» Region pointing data
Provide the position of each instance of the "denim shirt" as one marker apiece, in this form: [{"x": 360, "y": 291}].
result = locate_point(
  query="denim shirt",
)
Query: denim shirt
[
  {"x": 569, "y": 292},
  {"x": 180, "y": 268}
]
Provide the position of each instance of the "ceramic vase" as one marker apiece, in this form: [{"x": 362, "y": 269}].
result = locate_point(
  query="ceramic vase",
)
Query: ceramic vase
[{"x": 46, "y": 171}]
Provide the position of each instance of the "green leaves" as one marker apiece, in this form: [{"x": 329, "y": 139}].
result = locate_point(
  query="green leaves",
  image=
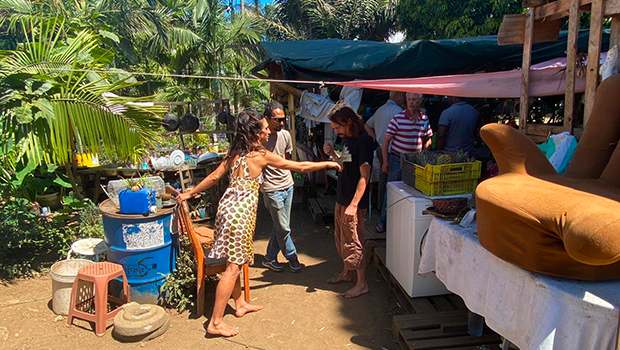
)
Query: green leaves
[
  {"x": 64, "y": 104},
  {"x": 445, "y": 19}
]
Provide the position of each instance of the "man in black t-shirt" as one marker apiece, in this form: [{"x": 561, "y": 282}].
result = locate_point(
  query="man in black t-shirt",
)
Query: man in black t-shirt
[{"x": 352, "y": 194}]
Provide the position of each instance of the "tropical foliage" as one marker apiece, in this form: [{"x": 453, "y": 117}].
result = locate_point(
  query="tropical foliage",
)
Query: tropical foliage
[
  {"x": 441, "y": 19},
  {"x": 343, "y": 19}
]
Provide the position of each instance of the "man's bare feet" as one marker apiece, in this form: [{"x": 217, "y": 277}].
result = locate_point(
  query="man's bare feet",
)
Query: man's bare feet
[
  {"x": 340, "y": 277},
  {"x": 356, "y": 291},
  {"x": 246, "y": 308},
  {"x": 222, "y": 329}
]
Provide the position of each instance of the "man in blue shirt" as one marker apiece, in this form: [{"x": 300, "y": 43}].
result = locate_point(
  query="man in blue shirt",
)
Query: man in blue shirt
[{"x": 457, "y": 127}]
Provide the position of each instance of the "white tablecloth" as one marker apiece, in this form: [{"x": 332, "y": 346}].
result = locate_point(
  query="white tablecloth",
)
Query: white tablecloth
[{"x": 531, "y": 310}]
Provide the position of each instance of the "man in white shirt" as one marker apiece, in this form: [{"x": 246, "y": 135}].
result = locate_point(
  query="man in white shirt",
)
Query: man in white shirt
[
  {"x": 277, "y": 189},
  {"x": 376, "y": 127}
]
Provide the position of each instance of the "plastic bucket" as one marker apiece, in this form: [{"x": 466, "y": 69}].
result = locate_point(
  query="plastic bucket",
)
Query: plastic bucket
[{"x": 63, "y": 274}]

» Exercise
In the answer, the entries should be restated verbatim, with all pictures omitted.

» Exercise result
Provide the position of each instance of the "denim shirt" as one marker apiece, in this form: [{"x": 360, "y": 291}].
result = locate_point(
  query="denim shirt",
)
Query: denim shirt
[
  {"x": 569, "y": 292},
  {"x": 180, "y": 268}
]
Provide the position of each instance of the "ceramic vase" as one marker apiece, in this form: [{"x": 362, "y": 269}].
result = locate_point(
  query="ceramic vase",
)
Query: ceramic vase
[{"x": 46, "y": 171}]
Provide the position of each instance of the "green leaves" as one marker apiece, in this form: [{"x": 329, "y": 139}].
result = locate_point(
  query="green leaves",
  image=
)
Query: green leaves
[
  {"x": 64, "y": 104},
  {"x": 445, "y": 19}
]
Provide the position of each instance of the "man in black t-shirt" as one marker apiece, in this form: [{"x": 561, "y": 282}].
result = locate_point(
  query="man in black t-shirt",
)
Query: man in black t-shirt
[{"x": 352, "y": 194}]
Provide the position of each instance of the "tropical foliage" as one marker apiece, in this form: [{"x": 453, "y": 117}].
result = locate_point(
  query="tropical foliage",
)
Query: tropical foliage
[
  {"x": 441, "y": 19},
  {"x": 343, "y": 19}
]
Provide the position of each instance of the "man's bare feet" as one marker apiece, in this form: [{"x": 217, "y": 277}].
result = locate_point(
  query="man's bare feet",
)
Query: man's bare feet
[
  {"x": 340, "y": 277},
  {"x": 356, "y": 291},
  {"x": 246, "y": 308},
  {"x": 222, "y": 329}
]
Provide the position of each instance of the "man in blue shirt" as one marker apiece, in this form: [{"x": 300, "y": 43}].
result = locate_point(
  query="man in blue shirt",
)
Query: man in blue shirt
[{"x": 457, "y": 127}]
Provide the position of each instance of the "white tablecloth" as one marker apiece, in this form: [{"x": 332, "y": 346}].
result = locate_point(
  query="white tablecloth",
)
Query: white tablecloth
[{"x": 531, "y": 310}]
Provide the position of each instance of the "man in white shirt" as one marker apiece, in this form: [{"x": 246, "y": 135}].
result = locate_point(
  query="man in white shirt",
)
Query: man in white shirt
[
  {"x": 277, "y": 189},
  {"x": 376, "y": 127}
]
Provide the position of each instance of the "plastic bucket" as one marker apiece, in this form: [{"x": 466, "y": 69}].
result = locate_point(
  query="plastic bucket",
)
Query: plastic bucket
[{"x": 63, "y": 274}]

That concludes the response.